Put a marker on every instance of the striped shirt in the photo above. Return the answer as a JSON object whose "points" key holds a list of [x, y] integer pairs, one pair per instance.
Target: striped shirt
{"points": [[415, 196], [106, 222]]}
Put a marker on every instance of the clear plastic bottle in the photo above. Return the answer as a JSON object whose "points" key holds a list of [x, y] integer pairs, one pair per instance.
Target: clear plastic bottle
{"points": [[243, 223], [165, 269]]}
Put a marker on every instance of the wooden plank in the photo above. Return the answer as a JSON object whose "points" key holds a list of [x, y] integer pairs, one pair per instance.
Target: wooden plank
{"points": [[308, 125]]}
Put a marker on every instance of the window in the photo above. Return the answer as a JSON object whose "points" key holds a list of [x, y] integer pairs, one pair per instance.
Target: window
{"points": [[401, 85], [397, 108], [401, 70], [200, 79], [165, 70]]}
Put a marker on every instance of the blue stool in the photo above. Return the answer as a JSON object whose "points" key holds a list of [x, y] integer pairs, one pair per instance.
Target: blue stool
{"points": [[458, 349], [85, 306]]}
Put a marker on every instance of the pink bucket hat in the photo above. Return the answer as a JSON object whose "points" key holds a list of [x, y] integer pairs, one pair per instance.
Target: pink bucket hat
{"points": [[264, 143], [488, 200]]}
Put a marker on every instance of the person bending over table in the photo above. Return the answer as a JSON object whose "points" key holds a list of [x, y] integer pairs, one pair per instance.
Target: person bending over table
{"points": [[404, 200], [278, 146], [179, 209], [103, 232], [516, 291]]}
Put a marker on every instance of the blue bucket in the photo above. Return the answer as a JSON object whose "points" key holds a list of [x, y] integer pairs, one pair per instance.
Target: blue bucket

* Aim: Copy the lines above word for word, starting with the line that contains "Put a marker on every instance of the blue bucket" and going on through the last line.

* Output of the task:
Put a marker on every instance of the blue bucket in the photo above. Return the answer as a JSON object whose "points" key holds a list of [x, y] integer pairs, one pair per instance.
Target: blue bucket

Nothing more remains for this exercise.